**Exercise objective:** Your job is to report every line of the entries that has "floor".

**Extracted information:**
>>>
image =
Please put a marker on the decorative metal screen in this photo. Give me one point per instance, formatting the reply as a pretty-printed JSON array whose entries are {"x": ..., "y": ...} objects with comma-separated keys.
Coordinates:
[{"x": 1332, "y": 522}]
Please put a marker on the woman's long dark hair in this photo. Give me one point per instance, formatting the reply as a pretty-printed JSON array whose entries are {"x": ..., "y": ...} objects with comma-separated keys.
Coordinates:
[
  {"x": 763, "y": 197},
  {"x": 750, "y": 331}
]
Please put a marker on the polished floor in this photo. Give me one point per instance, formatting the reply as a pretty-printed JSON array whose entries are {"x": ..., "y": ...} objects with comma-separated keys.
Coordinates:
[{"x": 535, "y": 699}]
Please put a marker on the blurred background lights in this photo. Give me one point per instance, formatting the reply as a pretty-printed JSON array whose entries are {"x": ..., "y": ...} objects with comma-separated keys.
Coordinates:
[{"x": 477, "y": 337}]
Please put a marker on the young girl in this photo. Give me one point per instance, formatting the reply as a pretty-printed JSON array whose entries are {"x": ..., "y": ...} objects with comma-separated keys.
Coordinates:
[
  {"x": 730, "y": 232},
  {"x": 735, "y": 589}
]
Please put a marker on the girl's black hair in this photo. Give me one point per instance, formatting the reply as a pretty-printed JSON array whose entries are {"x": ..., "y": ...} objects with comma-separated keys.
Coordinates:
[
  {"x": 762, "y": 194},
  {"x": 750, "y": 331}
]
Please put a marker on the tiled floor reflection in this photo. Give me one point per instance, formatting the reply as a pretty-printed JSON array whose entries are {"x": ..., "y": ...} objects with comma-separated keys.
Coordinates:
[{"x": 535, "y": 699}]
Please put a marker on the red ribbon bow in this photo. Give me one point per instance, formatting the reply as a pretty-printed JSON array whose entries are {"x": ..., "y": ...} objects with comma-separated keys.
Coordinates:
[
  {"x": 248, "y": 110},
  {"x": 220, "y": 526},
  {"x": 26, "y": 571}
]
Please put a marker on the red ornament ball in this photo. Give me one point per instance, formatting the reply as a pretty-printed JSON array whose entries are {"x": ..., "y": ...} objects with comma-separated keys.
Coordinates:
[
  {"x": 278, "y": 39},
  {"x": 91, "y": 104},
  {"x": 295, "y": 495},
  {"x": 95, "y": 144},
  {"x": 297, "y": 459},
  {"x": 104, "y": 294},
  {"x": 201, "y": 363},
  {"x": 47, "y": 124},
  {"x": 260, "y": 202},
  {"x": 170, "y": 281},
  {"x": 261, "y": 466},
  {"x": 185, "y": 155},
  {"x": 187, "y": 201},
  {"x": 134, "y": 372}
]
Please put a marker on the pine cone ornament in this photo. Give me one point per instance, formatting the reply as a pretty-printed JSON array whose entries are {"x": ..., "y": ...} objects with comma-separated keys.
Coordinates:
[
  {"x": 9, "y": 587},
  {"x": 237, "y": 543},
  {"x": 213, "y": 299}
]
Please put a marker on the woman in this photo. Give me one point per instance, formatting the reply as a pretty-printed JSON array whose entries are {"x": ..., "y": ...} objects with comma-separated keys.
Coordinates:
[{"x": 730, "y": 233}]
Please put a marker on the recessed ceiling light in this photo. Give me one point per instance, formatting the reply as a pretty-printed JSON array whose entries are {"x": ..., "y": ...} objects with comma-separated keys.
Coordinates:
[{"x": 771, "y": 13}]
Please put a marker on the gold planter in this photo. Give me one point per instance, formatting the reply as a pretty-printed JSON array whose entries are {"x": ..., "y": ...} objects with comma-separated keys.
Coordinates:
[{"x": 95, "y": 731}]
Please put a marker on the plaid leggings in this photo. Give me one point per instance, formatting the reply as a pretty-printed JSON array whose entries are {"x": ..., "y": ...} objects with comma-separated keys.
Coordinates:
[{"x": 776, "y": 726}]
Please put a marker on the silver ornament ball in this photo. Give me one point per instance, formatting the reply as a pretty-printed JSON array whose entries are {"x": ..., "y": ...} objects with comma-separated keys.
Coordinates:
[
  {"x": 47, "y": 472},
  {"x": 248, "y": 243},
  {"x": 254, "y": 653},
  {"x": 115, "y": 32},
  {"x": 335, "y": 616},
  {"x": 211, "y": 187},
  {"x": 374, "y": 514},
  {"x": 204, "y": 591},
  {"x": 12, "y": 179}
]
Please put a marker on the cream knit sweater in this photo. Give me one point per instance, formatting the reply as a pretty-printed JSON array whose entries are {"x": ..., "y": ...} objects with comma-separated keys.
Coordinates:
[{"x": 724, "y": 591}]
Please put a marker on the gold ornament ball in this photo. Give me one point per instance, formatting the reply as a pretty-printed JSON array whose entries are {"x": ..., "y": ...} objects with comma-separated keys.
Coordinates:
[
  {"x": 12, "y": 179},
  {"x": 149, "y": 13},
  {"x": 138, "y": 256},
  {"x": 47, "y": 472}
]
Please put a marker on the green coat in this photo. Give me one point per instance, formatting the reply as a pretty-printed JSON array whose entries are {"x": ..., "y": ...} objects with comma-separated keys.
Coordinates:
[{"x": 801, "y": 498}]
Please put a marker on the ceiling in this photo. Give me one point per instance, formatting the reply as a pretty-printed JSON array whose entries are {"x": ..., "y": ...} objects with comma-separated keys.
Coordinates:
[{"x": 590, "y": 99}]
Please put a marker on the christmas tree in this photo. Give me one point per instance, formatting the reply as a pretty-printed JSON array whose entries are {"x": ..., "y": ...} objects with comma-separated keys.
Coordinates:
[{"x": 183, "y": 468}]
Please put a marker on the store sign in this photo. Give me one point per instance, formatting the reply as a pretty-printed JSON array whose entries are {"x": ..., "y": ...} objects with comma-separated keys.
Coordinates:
<<<
**Solution:**
Please put a marker on the polished floor in this photo. Give me one point per instance, formatting the reply as a pretty-printed JSON array whose entries are {"x": ..., "y": ...} objects with comma-separated keys.
Please put a marker on the tiled floor reflection in this photo. Give me one point per instance, formatting the reply as a pretty-printed JSON array whose entries are {"x": ..., "y": ...} objects with comma-separated keys.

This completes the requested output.